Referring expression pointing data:

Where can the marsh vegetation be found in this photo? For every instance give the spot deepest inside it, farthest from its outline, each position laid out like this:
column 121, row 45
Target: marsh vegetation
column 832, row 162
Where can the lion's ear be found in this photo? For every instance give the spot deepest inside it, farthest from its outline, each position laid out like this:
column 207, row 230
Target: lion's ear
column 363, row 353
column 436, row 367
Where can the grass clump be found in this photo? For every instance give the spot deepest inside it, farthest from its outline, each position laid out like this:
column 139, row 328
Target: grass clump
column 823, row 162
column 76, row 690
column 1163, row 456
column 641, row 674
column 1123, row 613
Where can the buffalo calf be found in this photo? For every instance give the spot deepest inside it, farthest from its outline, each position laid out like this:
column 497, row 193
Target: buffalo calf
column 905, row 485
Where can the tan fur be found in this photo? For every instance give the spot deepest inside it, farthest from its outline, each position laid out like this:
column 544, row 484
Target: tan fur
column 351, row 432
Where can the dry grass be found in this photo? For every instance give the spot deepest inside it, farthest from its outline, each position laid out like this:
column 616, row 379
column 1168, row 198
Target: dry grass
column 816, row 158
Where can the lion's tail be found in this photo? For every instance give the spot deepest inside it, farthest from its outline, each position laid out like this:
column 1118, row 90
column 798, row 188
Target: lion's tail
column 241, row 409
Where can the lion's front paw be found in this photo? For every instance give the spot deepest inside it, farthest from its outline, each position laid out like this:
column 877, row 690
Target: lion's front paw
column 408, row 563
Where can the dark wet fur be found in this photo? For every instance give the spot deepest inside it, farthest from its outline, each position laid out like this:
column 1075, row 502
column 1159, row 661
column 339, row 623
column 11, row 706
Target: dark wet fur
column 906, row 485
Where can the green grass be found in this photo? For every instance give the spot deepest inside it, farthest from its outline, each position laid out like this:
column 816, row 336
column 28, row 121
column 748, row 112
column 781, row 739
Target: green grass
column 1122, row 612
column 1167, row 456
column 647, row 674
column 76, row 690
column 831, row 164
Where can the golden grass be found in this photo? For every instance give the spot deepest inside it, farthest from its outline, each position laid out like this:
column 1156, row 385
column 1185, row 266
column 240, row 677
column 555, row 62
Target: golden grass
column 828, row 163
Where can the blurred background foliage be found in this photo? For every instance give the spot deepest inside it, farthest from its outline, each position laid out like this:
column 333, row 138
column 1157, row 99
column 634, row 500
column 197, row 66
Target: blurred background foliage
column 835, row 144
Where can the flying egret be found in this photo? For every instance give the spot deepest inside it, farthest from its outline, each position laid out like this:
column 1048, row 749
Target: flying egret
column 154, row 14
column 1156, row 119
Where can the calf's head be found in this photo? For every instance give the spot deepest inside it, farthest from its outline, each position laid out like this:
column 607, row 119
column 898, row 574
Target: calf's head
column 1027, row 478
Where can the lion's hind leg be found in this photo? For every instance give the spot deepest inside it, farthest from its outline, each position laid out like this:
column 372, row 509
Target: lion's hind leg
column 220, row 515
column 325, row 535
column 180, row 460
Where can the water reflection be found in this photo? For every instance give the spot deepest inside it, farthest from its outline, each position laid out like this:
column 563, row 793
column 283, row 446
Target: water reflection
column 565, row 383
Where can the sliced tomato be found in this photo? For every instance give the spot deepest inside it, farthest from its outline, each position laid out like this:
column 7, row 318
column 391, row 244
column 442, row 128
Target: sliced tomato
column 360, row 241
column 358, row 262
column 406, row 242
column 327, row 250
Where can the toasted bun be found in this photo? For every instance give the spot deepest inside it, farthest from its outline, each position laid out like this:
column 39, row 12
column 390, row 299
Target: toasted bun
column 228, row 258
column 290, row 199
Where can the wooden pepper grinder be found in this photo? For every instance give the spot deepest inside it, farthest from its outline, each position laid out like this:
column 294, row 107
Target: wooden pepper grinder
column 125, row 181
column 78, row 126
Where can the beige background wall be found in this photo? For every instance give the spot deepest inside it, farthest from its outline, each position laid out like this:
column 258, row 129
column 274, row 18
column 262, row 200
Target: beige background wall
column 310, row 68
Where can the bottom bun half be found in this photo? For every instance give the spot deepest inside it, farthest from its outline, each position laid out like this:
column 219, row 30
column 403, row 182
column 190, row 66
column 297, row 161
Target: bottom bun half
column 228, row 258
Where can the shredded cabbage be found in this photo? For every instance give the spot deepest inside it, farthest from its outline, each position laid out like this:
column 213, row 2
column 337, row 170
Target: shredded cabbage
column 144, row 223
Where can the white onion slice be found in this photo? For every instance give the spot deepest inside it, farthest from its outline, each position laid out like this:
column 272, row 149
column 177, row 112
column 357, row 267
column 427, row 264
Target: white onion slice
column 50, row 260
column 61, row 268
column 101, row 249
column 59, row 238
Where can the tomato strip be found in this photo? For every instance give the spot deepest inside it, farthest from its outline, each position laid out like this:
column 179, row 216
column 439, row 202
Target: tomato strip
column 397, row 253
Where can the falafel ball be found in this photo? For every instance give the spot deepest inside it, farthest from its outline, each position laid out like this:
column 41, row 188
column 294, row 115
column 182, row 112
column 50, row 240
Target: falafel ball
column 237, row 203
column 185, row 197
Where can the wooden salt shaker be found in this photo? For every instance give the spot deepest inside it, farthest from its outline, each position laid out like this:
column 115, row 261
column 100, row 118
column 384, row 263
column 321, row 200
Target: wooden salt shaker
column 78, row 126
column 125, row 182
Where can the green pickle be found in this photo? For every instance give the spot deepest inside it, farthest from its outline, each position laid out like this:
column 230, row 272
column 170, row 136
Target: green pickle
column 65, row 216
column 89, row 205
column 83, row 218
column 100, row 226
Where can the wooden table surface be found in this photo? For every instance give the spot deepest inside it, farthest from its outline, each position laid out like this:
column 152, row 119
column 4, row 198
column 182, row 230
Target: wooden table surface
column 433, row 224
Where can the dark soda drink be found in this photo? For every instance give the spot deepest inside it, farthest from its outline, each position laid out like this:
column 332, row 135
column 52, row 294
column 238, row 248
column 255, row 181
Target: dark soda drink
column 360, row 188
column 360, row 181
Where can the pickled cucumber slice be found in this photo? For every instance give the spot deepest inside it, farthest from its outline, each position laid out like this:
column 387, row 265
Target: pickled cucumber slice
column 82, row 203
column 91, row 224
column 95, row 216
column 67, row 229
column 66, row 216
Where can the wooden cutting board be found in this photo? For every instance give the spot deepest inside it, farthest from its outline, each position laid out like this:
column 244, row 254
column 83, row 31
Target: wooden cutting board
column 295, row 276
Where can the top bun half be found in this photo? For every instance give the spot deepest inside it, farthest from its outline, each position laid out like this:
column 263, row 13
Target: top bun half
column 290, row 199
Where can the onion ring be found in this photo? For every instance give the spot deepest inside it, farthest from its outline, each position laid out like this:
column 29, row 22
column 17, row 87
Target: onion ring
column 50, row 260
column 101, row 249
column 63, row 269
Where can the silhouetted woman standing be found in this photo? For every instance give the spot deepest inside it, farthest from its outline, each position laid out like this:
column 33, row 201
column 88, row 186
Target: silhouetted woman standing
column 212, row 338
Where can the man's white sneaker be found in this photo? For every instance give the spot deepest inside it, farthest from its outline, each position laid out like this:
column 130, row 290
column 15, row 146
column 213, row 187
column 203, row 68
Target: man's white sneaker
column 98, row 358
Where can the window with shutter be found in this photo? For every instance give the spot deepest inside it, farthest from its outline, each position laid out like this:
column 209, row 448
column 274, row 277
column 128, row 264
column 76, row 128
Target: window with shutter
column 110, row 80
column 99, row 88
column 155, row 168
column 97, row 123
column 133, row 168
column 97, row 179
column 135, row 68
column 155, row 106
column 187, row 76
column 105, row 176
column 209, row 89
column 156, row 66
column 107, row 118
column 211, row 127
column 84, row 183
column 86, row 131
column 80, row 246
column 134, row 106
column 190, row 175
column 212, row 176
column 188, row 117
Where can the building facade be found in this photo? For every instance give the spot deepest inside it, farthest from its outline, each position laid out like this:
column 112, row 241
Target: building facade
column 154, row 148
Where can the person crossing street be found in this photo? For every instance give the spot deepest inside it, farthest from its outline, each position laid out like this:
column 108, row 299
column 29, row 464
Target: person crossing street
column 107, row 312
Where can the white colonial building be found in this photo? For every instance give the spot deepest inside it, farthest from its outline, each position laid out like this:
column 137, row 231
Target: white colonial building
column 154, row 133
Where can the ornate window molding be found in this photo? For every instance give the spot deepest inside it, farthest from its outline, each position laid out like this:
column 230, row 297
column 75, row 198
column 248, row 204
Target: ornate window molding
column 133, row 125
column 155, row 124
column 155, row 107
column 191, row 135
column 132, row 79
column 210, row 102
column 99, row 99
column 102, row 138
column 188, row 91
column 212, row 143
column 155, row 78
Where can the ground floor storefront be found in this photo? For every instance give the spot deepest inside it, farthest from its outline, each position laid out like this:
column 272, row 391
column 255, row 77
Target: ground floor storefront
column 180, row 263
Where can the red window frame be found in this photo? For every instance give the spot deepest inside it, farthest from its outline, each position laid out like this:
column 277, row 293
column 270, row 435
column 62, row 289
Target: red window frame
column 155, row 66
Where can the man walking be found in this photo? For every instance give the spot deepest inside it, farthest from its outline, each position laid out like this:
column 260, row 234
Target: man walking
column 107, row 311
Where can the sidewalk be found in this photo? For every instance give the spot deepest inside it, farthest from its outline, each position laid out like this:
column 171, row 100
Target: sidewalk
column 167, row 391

Problem: For this exercise, repeat exactly the lines of the data above from the one with "column 137, row 231" down to the one with "column 171, row 100", both end lines included.

Final answer:
column 137, row 231
Target: white colonial building
column 154, row 133
Where can the ornate window molding be found in this photo? For every instance give the spot deepest inside it, farthest from its outline, each position laid out like this:
column 230, row 297
column 75, row 198
column 248, row 204
Target: ornate window molding
column 133, row 125
column 155, row 124
column 155, row 107
column 191, row 135
column 132, row 79
column 210, row 102
column 99, row 99
column 102, row 138
column 188, row 91
column 212, row 143
column 155, row 78
Where can the ground floor storefront be found in this photo? For every instance give the spot deepest inside it, farthest from its outline, each position laid out like this:
column 272, row 391
column 255, row 77
Target: ground floor storefront
column 180, row 263
Where can the red window frame be found in this photo? For every instance give the spot deepest inside it, farthest from its outline, each position laid out like this:
column 277, row 293
column 270, row 435
column 62, row 289
Target: red window frame
column 155, row 66
Where can the man walking be found in this photo? For every instance give the spot deepest inside it, farthest from its outline, each position laid out like this:
column 260, row 234
Target: man walking
column 107, row 311
Where can the sidewalk be found in this photo? For every instance give the spot deepest inside it, farthest from its outline, each position laid out like this:
column 171, row 100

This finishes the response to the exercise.